__Prompt__. Each line of the entries that mentions the string "like" needs to be reported.
============================================================
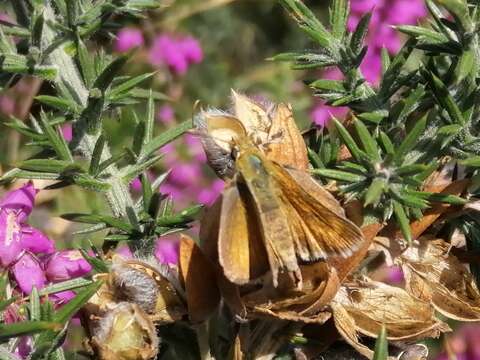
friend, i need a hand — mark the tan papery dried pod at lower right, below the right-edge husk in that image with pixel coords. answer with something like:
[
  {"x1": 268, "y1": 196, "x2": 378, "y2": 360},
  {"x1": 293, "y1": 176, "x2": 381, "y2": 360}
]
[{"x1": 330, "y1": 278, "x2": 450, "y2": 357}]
============================================================
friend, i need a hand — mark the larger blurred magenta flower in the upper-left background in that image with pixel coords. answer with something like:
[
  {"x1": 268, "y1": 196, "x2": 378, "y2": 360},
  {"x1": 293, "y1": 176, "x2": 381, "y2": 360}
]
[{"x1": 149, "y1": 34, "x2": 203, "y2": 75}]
============================================================
__Your solution__.
friend, i need a hand — mark the tan papery dried pod at lower right, below the right-edge husk in that image with pixel coords. answer with something like:
friend, i need a hand — mark the larger blurred magenta flower in the upper-left background in that image with pixel coords. answer with something like:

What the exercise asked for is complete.